Sign Up For Card Player's Newsletter And Free Bi-Monthly Online Magazine

“Reports of my death…

by Brendan Murray |  Published: Sep 01, 2011

Print-icon
 

“Reports of my death…

… have been greatly exaggerated,” said all-American poker player and Adventures of Huckelberry Finn writer Mark Twain upon reading of his own demise. Your humble bureau chief wonders what he’d have made of the drama in online poker at the moment.
Not only did Black Friday — when the U.S. Department of Justice indicted the founders of the world’s three largest online poker rooms and shut them out of the U.S. market — rob U.S. poker players of a chance to exercise a fundamental right to choose what one does with one’s time and money, but the subsequent closure of Full Tilt Poker by its regulator, the Alderney Gambling Control Commssion (AGCC), has shut out European poker players, frozen bankrolls, and thrust online poker into mainstream media in a negative light.
By the time you read this things will likely have changed massively again — the AGCC will have had its public hearing on Full Tilt in London and news will likely have broken about whether or not a proposed deal for the sale of the company was successful.
However, as Twain correctly observed about inaccurate reports of his own death, so we should not exaggerate the death of online poker. As we point out in our Inside Straight news section the World Series of Poker has had a bumper year. The main event was the third largest ever and overall numbers were up at the Series — perhaps not unsurprising given a U.S. player’s only option these days is to play live.
Elsewhere Joe Barton of the U.S. House of Representatives has published a bill which seeks to regulate and legalise online poker (and payment processing) at a federal level (see Online Poker News).
The bill has significant support and while its still too early to say realistically what chances of success it has, the thrust towards regulation and taxation in the U.S. is inexorable.

[Listing of named-object pointing records]
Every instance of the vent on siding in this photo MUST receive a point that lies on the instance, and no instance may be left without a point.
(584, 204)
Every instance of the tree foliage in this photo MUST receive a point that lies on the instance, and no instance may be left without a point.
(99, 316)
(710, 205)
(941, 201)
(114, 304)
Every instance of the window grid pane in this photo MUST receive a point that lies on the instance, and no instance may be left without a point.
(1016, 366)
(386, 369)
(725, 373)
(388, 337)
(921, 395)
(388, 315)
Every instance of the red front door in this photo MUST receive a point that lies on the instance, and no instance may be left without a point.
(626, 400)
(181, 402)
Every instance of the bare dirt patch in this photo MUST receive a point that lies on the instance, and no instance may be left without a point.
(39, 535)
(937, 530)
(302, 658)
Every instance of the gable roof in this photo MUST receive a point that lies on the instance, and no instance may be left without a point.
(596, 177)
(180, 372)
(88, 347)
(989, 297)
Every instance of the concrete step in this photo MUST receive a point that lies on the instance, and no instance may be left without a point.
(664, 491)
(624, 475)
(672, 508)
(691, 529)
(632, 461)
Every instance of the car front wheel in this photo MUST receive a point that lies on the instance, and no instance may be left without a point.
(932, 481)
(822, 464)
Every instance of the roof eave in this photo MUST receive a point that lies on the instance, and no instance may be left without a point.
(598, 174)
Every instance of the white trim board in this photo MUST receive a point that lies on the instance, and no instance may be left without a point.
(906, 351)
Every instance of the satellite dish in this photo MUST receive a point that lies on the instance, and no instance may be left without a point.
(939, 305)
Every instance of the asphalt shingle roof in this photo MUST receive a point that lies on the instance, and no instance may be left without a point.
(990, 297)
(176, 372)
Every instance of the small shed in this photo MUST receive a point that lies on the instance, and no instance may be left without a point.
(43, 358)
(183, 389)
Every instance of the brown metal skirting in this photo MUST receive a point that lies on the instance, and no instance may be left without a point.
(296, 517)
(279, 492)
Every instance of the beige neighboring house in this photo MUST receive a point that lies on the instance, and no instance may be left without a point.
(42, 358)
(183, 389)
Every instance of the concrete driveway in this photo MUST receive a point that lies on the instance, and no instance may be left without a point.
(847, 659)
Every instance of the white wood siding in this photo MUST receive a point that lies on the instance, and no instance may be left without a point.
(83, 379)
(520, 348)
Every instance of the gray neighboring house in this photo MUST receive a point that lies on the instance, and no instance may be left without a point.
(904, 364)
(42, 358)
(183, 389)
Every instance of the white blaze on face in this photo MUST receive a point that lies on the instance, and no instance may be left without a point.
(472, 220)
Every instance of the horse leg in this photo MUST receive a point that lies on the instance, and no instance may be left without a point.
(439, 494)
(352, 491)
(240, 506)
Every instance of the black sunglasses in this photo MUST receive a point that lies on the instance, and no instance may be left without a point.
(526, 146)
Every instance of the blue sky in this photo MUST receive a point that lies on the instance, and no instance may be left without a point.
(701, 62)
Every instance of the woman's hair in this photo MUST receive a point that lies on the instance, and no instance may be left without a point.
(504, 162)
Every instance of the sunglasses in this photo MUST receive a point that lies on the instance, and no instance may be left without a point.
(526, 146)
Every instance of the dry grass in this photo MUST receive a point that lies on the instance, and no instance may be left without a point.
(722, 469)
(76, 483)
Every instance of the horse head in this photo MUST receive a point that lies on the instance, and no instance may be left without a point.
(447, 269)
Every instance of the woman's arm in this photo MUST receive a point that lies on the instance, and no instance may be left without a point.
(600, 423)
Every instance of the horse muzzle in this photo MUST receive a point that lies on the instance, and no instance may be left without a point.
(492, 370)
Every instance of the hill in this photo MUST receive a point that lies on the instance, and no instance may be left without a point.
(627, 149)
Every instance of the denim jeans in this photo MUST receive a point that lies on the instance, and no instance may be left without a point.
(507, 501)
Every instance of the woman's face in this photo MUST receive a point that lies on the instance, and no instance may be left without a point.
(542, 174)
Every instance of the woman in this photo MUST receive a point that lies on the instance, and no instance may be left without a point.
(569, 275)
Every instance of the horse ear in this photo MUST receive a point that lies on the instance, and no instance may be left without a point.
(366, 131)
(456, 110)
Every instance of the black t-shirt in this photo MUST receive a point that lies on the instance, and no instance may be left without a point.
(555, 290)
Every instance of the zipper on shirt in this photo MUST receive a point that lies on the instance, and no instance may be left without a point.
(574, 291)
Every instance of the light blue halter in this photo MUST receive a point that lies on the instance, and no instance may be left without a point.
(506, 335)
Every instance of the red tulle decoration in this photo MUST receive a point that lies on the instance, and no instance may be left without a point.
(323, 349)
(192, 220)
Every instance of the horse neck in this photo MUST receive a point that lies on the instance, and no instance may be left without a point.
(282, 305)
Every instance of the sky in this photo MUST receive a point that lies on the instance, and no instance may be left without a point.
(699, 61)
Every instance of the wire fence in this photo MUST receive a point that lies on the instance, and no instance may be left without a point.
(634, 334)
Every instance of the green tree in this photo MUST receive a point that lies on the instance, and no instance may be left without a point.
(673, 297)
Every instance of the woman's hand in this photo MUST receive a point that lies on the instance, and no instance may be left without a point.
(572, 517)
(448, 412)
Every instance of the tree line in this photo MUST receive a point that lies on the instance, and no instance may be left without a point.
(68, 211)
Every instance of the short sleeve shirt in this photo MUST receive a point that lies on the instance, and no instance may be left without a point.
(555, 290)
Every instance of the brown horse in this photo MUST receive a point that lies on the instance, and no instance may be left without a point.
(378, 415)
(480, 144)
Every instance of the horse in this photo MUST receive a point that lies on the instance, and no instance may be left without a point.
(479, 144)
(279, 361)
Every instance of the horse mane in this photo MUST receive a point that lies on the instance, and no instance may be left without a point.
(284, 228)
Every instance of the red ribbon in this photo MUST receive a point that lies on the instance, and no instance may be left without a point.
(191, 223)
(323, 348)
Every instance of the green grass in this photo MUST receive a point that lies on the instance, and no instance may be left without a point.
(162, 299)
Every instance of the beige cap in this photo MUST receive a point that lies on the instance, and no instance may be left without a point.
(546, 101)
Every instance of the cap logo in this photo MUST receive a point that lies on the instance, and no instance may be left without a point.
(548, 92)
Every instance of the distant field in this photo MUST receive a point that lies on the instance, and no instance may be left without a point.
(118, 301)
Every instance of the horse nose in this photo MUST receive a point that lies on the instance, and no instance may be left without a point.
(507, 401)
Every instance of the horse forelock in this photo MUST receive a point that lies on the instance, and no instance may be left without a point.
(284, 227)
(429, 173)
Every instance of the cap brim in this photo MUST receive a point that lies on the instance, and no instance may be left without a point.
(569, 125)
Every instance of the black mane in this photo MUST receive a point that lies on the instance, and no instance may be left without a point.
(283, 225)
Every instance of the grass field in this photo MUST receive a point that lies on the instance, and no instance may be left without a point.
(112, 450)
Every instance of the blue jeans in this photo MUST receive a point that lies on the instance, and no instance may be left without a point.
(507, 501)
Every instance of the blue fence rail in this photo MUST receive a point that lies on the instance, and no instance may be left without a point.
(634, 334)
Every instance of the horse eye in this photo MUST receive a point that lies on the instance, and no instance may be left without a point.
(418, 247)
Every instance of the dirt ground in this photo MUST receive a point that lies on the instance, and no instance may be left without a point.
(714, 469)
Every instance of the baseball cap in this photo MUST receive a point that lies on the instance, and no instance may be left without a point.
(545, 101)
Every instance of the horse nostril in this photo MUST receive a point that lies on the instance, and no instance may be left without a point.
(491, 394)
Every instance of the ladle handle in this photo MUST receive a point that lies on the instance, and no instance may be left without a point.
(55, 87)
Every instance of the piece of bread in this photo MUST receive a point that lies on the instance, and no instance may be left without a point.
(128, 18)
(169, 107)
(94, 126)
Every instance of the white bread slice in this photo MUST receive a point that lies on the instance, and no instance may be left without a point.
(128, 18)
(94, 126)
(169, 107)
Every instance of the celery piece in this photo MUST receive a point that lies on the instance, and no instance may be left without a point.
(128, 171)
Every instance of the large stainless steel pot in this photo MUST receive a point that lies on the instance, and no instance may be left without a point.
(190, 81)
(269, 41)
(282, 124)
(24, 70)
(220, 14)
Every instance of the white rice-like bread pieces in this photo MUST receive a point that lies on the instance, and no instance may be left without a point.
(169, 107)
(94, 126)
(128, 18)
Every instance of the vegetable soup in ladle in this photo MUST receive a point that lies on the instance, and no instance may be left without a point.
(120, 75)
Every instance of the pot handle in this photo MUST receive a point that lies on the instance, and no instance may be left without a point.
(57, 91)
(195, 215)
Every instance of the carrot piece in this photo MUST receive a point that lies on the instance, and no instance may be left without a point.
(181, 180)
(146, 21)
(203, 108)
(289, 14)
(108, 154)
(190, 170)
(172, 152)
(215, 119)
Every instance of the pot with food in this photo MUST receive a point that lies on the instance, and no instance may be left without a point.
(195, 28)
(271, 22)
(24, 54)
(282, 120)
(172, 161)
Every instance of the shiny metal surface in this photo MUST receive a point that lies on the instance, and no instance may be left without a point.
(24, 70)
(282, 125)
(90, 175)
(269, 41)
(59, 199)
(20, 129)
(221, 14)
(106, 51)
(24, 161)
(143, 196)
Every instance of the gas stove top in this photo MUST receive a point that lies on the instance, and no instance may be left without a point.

What needs to be done: Reproduce the editorial on online poker in full, word for word. The listing is not required for this work.

Solution to the problem:
Sign Up For Card Player's Newsletter And Free Bi-Monthly Online Magazine

“Reports of my death…

by Brendan Murray |  Published: Sep 01, 2011

Print-icon
 

“Reports of my death…

… have been greatly exaggerated,” said all-American poker player and Adventures of Huckelberry Finn writer Mark Twain upon reading of his own demise. Your humble bureau chief wonders what he’d have made of the drama in online poker at the moment.
Not only did Black Friday — when the U.S. Department of Justice indicted the founders of the world’s three largest online poker rooms and shut them out of the U.S. market — rob U.S. poker players of a chance to exercise a fundamental right to choose what one does with one’s time and money, but the subsequent closure of Full Tilt Poker by its regulator, the Alderney Gambling Control Commssion (AGCC), has shut out European poker players, frozen bankrolls, and thrust online poker into mainstream media in a negative light.
By the time you read this things will likely have changed massively again — the AGCC will have had its public hearing on Full Tilt in London and news will likely have broken about whether or not a proposed deal for the sale of the company was successful.
However, as Twain correctly observed about inaccurate reports of his own death, so we should not exaggerate the death of online poker. As we point out in our Inside Straight news section the World Series of Poker has had a bumper year. The main event was the third largest ever and overall numbers were up at the Series — perhaps not unsurprising given a U.S. player’s only option these days is to play live.
Elsewhere Joe Barton of the U.S. House of Representatives has published a bill which seeks to regulate and legalise online poker (and payment processing) at a federal level (see Online Poker News).
The bill has significant support and while its still too early to say realistically what chances of success it has, the thrust towards regulation and taxation in the U.S. is inexorable.